◆ **Given exercise**
Can you copy the rows below verbatim, from the start through the line containing "Outlines of the", inclusive?

Rows from an annotation dataset
-- Start --

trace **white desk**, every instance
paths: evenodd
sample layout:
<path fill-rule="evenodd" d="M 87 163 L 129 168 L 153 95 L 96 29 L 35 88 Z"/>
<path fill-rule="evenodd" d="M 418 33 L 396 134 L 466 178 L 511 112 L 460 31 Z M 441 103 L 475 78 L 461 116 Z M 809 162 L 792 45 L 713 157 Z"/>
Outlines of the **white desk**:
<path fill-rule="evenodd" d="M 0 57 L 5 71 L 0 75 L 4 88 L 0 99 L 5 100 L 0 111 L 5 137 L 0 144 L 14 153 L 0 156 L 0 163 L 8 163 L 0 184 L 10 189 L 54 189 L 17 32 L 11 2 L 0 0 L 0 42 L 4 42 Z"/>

-- End --

◆ **Task answer**
trace **white desk**, every instance
paths: evenodd
sample layout:
<path fill-rule="evenodd" d="M 87 163 L 129 168 L 153 95 L 96 29 L 35 88 Z"/>
<path fill-rule="evenodd" d="M 418 33 L 396 134 L 466 178 L 511 112 L 460 31 Z M 441 103 L 475 78 L 461 116 Z M 809 162 L 792 45 L 713 157 Z"/>
Outlines of the **white desk**:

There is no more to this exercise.